▶ **Written exercise**:
Please continue the commentary on the Massachusetts Republican Party chairman election, picking up right after its final sentence.

▶ **Excerpt**:
BEGIN

What are the signs by which one determines that one is moving into a new political epoch?
History suggests that such auguries are often small, apparently insignificant, and frequently counter-intuitive.
One that might portend a sea change in Massachusetts’s political culture could be discerned in an underreported event that occurred last Wednesday night when the Republican State Committee convened in a special meeting to elect a new Party Chairman to succeed Jennifer Nassour. In that election, Bob Maginn, a former Bain & Company partner of Mitt Romney and successful businessman, defeated Frank L. McNamara, Jr., a trial lawyer, movement conservative, and former United States Attorney for the District of Massachusetts under President Reagan.

END

Dataset rows:
BEGIN

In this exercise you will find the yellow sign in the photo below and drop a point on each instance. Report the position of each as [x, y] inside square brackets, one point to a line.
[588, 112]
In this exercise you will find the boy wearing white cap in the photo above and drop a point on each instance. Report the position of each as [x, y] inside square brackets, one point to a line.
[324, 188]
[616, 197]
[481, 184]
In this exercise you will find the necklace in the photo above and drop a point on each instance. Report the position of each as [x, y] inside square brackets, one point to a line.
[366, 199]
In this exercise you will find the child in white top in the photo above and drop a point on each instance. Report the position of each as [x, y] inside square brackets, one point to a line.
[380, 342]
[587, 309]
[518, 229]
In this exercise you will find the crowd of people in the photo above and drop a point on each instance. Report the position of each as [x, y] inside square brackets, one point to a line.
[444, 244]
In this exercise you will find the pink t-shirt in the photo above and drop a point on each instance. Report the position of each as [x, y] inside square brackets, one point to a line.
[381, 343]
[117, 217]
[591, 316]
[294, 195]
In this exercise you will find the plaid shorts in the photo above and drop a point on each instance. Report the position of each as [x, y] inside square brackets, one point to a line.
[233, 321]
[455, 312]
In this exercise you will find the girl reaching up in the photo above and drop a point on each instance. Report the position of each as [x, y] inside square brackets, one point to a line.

END

▶ **Answer to this exercise**:
On the surface, this event appeared to be just another dog bites man story. After all, didn’t Mr. Maginn have all the money, the active support of the entire Republican establishment, and endorsements from Romney, Senator Scott Brown, former Governor Paul Cellucci, and the entire GOP legislative leadership on Beacon Hill? In addition, didn’t he vastly outspend Mr. McNamara on lavish dinners, lunches-with-legislators, and Top-Of-The-Hub receptions with Scott Brown, in a successful effort to secure the support of the 80-member state committee insiders, in a campaign that, according to one wag, gave new meaning to the term “Republican Party”? [The answer to both questions is “yes”.]
So what’s the big deal?
The big deal is not the fact that Mr. Maginn won, but what he had to do and say in order to win. That an ex-Bain partner and seemingly certified member of the “sex and money wing” of the Republican Party felt constrained at every opportunity to present his credentials as a pro-life, grassroots-oriented, evangelical Christian and social conservative was truly stunning. Indeed, there were times when Mr. Maginn sounded like cross between a turf salesman and a fundamentalist preacher. It was not a performance that many of us expected we would ever see in a successful candidate for Republican State Committee Chairman in our lifetimes.
Bottom line: it’s not your father’s Bain & Company, and this is rapidly becoming not your father’s Republican Party.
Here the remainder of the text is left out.